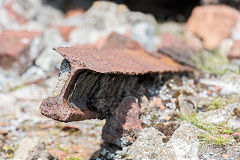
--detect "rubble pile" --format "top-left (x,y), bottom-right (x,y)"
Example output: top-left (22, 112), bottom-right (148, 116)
top-left (0, 0), bottom-right (240, 160)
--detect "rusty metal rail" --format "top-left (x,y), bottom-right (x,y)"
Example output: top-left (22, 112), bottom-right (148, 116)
top-left (40, 47), bottom-right (191, 122)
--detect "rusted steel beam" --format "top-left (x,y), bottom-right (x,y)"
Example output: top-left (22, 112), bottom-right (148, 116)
top-left (40, 47), bottom-right (191, 122)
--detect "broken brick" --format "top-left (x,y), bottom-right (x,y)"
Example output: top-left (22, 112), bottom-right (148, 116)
top-left (227, 40), bottom-right (240, 59)
top-left (0, 30), bottom-right (40, 74)
top-left (40, 47), bottom-right (191, 122)
top-left (48, 149), bottom-right (67, 160)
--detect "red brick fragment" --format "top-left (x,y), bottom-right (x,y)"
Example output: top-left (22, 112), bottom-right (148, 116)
top-left (227, 40), bottom-right (240, 59)
top-left (187, 5), bottom-right (239, 49)
top-left (3, 1), bottom-right (27, 24)
top-left (48, 149), bottom-right (67, 160)
top-left (0, 30), bottom-right (40, 74)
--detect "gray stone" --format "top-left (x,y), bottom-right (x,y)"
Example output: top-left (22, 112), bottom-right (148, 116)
top-left (13, 137), bottom-right (54, 160)
top-left (131, 22), bottom-right (155, 51)
top-left (36, 48), bottom-right (63, 72)
top-left (127, 127), bottom-right (164, 160)
top-left (158, 122), bottom-right (200, 160)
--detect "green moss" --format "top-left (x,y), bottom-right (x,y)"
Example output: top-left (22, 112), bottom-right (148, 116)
top-left (180, 114), bottom-right (234, 146)
top-left (206, 95), bottom-right (239, 110)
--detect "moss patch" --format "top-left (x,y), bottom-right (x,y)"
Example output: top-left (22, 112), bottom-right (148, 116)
top-left (180, 114), bottom-right (234, 146)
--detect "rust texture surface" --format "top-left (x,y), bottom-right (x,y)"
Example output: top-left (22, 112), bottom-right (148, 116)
top-left (55, 47), bottom-right (190, 75)
top-left (40, 47), bottom-right (191, 122)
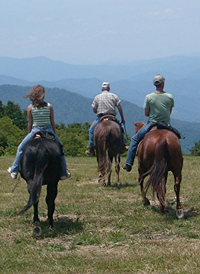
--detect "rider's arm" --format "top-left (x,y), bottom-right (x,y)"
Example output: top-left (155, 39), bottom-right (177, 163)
top-left (27, 105), bottom-right (33, 133)
top-left (49, 105), bottom-right (56, 133)
top-left (117, 104), bottom-right (126, 125)
top-left (144, 108), bottom-right (150, 116)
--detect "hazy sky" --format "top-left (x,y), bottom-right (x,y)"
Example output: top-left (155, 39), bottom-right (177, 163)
top-left (0, 0), bottom-right (200, 64)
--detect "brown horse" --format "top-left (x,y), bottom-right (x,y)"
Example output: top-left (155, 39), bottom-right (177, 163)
top-left (93, 116), bottom-right (124, 187)
top-left (134, 123), bottom-right (183, 218)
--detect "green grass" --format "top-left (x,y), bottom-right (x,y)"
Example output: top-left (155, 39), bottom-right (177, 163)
top-left (0, 156), bottom-right (200, 274)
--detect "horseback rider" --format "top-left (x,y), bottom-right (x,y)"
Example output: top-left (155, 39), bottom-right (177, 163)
top-left (85, 82), bottom-right (127, 156)
top-left (123, 74), bottom-right (174, 172)
top-left (7, 85), bottom-right (71, 180)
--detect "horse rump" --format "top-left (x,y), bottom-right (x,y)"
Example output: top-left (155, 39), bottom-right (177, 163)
top-left (19, 138), bottom-right (62, 214)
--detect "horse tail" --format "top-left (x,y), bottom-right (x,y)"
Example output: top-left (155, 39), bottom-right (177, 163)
top-left (97, 126), bottom-right (111, 176)
top-left (19, 144), bottom-right (49, 215)
top-left (145, 139), bottom-right (169, 205)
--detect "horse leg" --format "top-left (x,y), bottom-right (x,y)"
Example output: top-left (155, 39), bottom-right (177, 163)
top-left (108, 155), bottom-right (113, 186)
top-left (33, 203), bottom-right (40, 223)
top-left (115, 154), bottom-right (120, 188)
top-left (98, 171), bottom-right (106, 186)
top-left (138, 176), bottom-right (150, 206)
top-left (174, 174), bottom-right (184, 219)
top-left (157, 176), bottom-right (168, 214)
top-left (46, 183), bottom-right (58, 228)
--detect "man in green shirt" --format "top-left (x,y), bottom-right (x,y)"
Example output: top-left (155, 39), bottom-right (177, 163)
top-left (123, 74), bottom-right (174, 172)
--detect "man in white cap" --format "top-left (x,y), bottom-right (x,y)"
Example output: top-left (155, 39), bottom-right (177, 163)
top-left (123, 74), bottom-right (174, 172)
top-left (85, 82), bottom-right (125, 156)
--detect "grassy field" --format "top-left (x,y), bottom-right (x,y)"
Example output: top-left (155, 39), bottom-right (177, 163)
top-left (0, 156), bottom-right (200, 274)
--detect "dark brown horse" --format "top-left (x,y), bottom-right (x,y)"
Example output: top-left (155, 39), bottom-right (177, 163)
top-left (19, 132), bottom-right (62, 237)
top-left (94, 116), bottom-right (124, 187)
top-left (134, 123), bottom-right (183, 218)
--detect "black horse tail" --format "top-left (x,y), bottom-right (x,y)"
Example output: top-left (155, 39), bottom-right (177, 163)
top-left (145, 139), bottom-right (169, 205)
top-left (97, 126), bottom-right (111, 176)
top-left (19, 145), bottom-right (49, 215)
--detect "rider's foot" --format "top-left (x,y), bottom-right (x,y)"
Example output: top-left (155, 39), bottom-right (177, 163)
top-left (7, 167), bottom-right (18, 179)
top-left (122, 164), bottom-right (132, 172)
top-left (85, 147), bottom-right (95, 156)
top-left (121, 146), bottom-right (129, 154)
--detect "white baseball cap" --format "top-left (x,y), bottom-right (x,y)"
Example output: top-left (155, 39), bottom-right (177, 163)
top-left (102, 82), bottom-right (110, 89)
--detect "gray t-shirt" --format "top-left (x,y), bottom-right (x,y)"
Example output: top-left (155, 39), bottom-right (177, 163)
top-left (144, 92), bottom-right (174, 124)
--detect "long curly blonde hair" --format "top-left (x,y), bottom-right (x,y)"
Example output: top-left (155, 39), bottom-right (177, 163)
top-left (24, 85), bottom-right (47, 107)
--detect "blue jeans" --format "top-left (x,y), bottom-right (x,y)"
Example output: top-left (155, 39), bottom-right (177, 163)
top-left (126, 121), bottom-right (154, 166)
top-left (11, 125), bottom-right (67, 176)
top-left (88, 117), bottom-right (101, 148)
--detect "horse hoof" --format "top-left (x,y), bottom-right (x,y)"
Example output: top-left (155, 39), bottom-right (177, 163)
top-left (176, 208), bottom-right (184, 219)
top-left (33, 225), bottom-right (42, 238)
top-left (143, 199), bottom-right (150, 206)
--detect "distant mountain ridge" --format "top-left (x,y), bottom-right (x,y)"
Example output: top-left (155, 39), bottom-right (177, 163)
top-left (0, 85), bottom-right (200, 153)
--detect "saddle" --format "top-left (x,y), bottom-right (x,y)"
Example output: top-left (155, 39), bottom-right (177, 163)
top-left (149, 122), bottom-right (184, 139)
top-left (100, 114), bottom-right (124, 133)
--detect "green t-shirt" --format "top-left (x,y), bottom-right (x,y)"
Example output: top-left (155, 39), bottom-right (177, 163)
top-left (144, 92), bottom-right (174, 124)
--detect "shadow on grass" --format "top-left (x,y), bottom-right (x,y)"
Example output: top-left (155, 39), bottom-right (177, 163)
top-left (36, 216), bottom-right (84, 238)
top-left (148, 204), bottom-right (199, 219)
top-left (102, 182), bottom-right (139, 190)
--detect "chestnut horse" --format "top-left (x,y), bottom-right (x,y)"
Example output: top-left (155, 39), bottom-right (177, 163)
top-left (93, 115), bottom-right (124, 187)
top-left (134, 122), bottom-right (183, 218)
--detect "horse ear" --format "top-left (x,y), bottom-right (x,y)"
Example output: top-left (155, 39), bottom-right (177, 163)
top-left (133, 121), bottom-right (138, 127)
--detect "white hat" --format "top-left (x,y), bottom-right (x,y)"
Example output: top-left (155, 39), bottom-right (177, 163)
top-left (102, 82), bottom-right (110, 89)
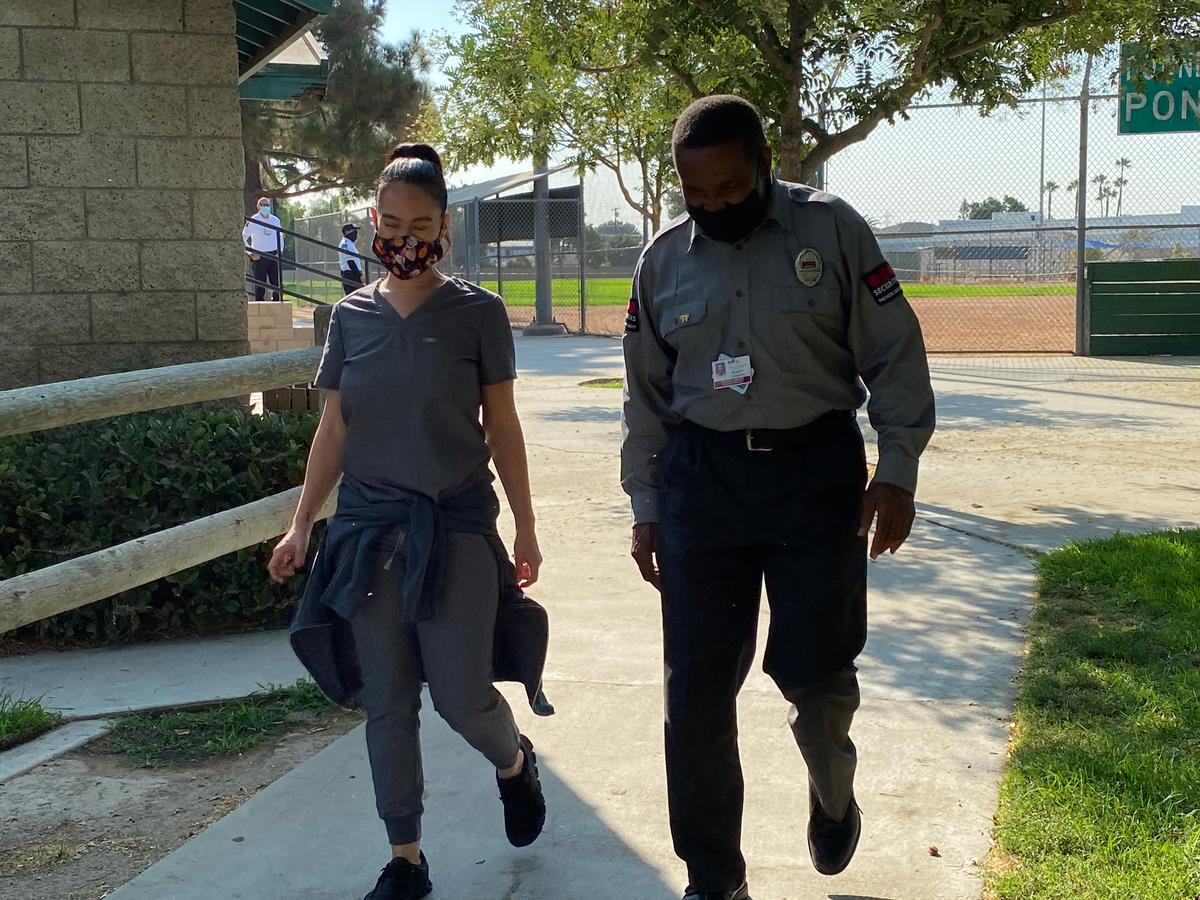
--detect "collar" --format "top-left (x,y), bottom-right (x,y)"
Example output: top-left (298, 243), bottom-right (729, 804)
top-left (684, 175), bottom-right (788, 253)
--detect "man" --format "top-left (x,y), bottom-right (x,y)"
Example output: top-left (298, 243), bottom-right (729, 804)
top-left (337, 222), bottom-right (367, 296)
top-left (241, 197), bottom-right (283, 300)
top-left (622, 96), bottom-right (934, 900)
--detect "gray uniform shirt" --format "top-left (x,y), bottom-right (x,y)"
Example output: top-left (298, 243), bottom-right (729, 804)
top-left (316, 278), bottom-right (516, 500)
top-left (622, 181), bottom-right (934, 523)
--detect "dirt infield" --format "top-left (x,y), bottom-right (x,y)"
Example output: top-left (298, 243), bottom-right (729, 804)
top-left (509, 294), bottom-right (1075, 353)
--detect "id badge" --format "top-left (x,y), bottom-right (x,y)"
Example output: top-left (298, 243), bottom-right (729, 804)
top-left (713, 353), bottom-right (754, 394)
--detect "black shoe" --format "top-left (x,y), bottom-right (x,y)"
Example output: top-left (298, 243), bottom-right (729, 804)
top-left (496, 734), bottom-right (546, 847)
top-left (683, 882), bottom-right (750, 900)
top-left (362, 853), bottom-right (433, 900)
top-left (809, 787), bottom-right (863, 875)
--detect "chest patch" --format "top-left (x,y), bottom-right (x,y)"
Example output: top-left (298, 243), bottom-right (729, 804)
top-left (863, 262), bottom-right (904, 306)
top-left (796, 247), bottom-right (824, 288)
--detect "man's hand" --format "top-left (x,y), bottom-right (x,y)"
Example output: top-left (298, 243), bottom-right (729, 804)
top-left (858, 482), bottom-right (917, 559)
top-left (629, 522), bottom-right (662, 592)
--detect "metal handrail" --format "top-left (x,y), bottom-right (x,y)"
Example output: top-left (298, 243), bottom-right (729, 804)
top-left (242, 216), bottom-right (371, 306)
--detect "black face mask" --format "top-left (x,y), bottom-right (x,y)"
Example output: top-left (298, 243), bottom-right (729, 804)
top-left (688, 164), bottom-right (768, 244)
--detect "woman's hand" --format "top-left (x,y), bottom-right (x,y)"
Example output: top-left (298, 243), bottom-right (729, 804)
top-left (512, 528), bottom-right (541, 588)
top-left (266, 526), bottom-right (312, 584)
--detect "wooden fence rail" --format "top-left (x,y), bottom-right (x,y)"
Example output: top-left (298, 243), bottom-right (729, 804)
top-left (0, 347), bottom-right (322, 437)
top-left (0, 487), bottom-right (337, 634)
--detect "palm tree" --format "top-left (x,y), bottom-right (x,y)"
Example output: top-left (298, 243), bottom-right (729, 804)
top-left (1114, 156), bottom-right (1133, 218)
top-left (1104, 182), bottom-right (1117, 218)
top-left (1067, 178), bottom-right (1079, 216)
top-left (1092, 174), bottom-right (1109, 216)
top-left (1042, 181), bottom-right (1058, 218)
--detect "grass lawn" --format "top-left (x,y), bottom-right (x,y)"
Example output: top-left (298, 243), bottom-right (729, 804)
top-left (988, 530), bottom-right (1200, 900)
top-left (283, 276), bottom-right (1075, 307)
top-left (580, 378), bottom-right (625, 390)
top-left (0, 691), bottom-right (62, 751)
top-left (103, 679), bottom-right (336, 767)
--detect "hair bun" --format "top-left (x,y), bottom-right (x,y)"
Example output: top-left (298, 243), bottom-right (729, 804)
top-left (388, 144), bottom-right (442, 173)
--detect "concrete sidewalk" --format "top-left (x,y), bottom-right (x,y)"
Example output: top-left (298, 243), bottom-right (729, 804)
top-left (9, 338), bottom-right (1200, 900)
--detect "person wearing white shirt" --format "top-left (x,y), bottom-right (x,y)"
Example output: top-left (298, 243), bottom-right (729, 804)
top-left (241, 197), bottom-right (283, 300)
top-left (337, 222), bottom-right (367, 296)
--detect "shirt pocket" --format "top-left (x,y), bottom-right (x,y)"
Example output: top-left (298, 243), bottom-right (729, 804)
top-left (661, 299), bottom-right (708, 350)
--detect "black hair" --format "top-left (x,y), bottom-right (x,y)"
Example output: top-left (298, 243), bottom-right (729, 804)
top-left (376, 144), bottom-right (448, 212)
top-left (671, 94), bottom-right (767, 160)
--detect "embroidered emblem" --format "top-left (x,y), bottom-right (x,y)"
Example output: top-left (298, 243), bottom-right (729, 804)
top-left (796, 247), bottom-right (824, 288)
top-left (863, 263), bottom-right (904, 306)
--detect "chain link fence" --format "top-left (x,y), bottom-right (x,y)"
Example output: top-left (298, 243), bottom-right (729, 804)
top-left (826, 55), bottom-right (1200, 353)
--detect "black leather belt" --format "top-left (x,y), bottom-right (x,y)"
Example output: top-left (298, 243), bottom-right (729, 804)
top-left (682, 409), bottom-right (854, 454)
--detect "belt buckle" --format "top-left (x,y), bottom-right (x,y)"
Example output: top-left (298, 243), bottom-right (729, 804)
top-left (746, 428), bottom-right (775, 454)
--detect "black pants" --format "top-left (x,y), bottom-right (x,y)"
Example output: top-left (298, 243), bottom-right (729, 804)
top-left (250, 257), bottom-right (282, 300)
top-left (659, 413), bottom-right (866, 892)
top-left (341, 269), bottom-right (362, 296)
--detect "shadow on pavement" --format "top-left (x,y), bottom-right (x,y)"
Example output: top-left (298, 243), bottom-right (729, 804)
top-left (109, 703), bottom-right (678, 900)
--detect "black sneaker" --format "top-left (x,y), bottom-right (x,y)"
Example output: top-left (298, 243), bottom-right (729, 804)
top-left (809, 787), bottom-right (863, 875)
top-left (496, 734), bottom-right (546, 847)
top-left (362, 853), bottom-right (433, 900)
top-left (683, 882), bottom-right (750, 900)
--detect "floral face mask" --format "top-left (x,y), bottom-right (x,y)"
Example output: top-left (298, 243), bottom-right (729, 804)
top-left (371, 232), bottom-right (446, 281)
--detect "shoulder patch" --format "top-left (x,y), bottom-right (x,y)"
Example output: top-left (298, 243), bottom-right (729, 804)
top-left (863, 262), bottom-right (904, 306)
top-left (625, 296), bottom-right (641, 335)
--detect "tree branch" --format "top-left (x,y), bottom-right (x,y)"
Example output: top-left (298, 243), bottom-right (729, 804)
top-left (804, 0), bottom-right (946, 172)
top-left (652, 56), bottom-right (704, 100)
top-left (274, 181), bottom-right (362, 197)
top-left (946, 0), bottom-right (1084, 60)
top-left (596, 154), bottom-right (648, 216)
top-left (691, 0), bottom-right (792, 78)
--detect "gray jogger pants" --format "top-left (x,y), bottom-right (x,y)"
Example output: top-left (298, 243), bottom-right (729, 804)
top-left (350, 533), bottom-right (518, 844)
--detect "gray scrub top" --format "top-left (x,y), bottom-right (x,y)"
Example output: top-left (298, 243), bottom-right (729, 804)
top-left (316, 278), bottom-right (516, 500)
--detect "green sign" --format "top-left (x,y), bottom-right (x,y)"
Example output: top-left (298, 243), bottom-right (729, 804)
top-left (1117, 44), bottom-right (1200, 134)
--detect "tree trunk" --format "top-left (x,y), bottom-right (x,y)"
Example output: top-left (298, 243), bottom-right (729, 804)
top-left (241, 143), bottom-right (263, 216)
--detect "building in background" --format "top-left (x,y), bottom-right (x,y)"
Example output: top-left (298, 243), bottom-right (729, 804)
top-left (0, 0), bottom-right (331, 390)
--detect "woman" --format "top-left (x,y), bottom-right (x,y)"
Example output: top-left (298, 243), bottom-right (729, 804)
top-left (269, 144), bottom-right (546, 900)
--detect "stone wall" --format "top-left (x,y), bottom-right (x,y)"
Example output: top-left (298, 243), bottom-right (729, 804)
top-left (0, 0), bottom-right (247, 390)
top-left (247, 300), bottom-right (313, 353)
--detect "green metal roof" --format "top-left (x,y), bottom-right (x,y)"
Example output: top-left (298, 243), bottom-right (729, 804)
top-left (233, 0), bottom-right (334, 80)
top-left (239, 60), bottom-right (329, 100)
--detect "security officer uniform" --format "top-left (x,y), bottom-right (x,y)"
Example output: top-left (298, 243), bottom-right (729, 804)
top-left (622, 180), bottom-right (934, 892)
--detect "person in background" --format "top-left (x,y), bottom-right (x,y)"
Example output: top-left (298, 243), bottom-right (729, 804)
top-left (269, 144), bottom-right (546, 900)
top-left (241, 197), bottom-right (283, 300)
top-left (337, 222), bottom-right (367, 296)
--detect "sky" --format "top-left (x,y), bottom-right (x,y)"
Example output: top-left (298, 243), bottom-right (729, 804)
top-left (383, 0), bottom-right (518, 186)
top-left (384, 0), bottom-right (1200, 226)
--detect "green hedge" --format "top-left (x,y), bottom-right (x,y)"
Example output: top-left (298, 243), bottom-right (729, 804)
top-left (0, 408), bottom-right (317, 643)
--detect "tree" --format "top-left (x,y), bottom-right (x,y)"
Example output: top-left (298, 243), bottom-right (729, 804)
top-left (241, 0), bottom-right (430, 210)
top-left (1042, 181), bottom-right (1058, 218)
top-left (960, 194), bottom-right (1028, 218)
top-left (426, 0), bottom-right (689, 230)
top-left (1112, 156), bottom-right (1133, 218)
top-left (1092, 173), bottom-right (1109, 216)
top-left (633, 0), bottom-right (1200, 181)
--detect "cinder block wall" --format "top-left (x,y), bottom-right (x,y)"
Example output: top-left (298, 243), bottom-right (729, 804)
top-left (247, 300), bottom-right (313, 353)
top-left (0, 0), bottom-right (248, 390)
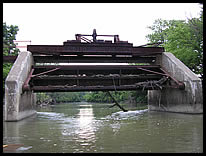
:::
* [GOAL]
Render the data from the start through the line containing "top-left (0, 0), bottom-right (240, 160)", inclusive, as a two-column CSV with the columns request and answer. Each row holds one request's text and its answer in quoted fields, with line breaks replaced by spaces and the pictures omitted.

* [RESULT OF THE EXERCISE]
request,answer
"--detect ""rubble pile"" --format ""top-left (x,y), bottom-right (x,y)"" Example output: top-left (22, 112), bottom-right (148, 116)","top-left (0, 0), bottom-right (240, 160)"